Find each line in the data below that contains the word "tree" and copy those lines in full.

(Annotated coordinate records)
-*-

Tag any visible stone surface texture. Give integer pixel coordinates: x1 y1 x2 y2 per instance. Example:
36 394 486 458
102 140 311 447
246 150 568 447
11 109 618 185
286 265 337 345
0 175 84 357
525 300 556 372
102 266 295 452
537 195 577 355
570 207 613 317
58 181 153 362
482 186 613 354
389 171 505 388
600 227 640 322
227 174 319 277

-*-

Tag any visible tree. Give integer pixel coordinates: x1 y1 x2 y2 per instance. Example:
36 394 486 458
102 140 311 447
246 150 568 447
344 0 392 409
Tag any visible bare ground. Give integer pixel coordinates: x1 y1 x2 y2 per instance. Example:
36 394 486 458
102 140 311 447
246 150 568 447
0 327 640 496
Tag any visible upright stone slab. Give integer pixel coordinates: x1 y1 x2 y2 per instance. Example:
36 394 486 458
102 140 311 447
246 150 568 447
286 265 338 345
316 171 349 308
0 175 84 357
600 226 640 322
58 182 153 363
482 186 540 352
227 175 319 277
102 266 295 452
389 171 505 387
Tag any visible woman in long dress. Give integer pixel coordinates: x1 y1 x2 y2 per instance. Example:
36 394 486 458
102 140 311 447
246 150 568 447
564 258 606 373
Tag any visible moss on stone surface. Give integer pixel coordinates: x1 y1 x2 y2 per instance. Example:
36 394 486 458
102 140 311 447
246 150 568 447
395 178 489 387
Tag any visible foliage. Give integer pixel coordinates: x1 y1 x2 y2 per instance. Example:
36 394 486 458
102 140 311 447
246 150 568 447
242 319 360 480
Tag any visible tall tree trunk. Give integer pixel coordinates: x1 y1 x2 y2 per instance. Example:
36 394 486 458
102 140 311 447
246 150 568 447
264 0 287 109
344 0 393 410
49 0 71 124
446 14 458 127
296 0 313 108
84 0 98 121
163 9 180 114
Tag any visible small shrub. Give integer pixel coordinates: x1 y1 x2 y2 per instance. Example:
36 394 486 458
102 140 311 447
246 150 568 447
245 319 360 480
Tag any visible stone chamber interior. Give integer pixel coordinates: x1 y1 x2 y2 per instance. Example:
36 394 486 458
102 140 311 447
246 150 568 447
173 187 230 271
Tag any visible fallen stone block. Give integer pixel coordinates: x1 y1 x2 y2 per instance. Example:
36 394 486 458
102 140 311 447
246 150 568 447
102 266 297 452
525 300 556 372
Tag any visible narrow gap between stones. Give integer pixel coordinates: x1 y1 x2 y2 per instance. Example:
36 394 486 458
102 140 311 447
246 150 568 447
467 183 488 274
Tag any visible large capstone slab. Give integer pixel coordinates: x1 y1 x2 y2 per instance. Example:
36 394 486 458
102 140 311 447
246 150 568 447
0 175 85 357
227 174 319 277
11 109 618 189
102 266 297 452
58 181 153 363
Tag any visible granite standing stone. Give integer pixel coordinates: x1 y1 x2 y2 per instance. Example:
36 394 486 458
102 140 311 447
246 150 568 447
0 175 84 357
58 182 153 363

-*-

◆ Written response
Tag any visible tree. Give integer pixel coordinates: x1 y1 x2 y2 per instance. Example:
Tag any visible tall tree trunk. Give integer pixel coordinates: x1 y1 x2 y2 per instance. Example:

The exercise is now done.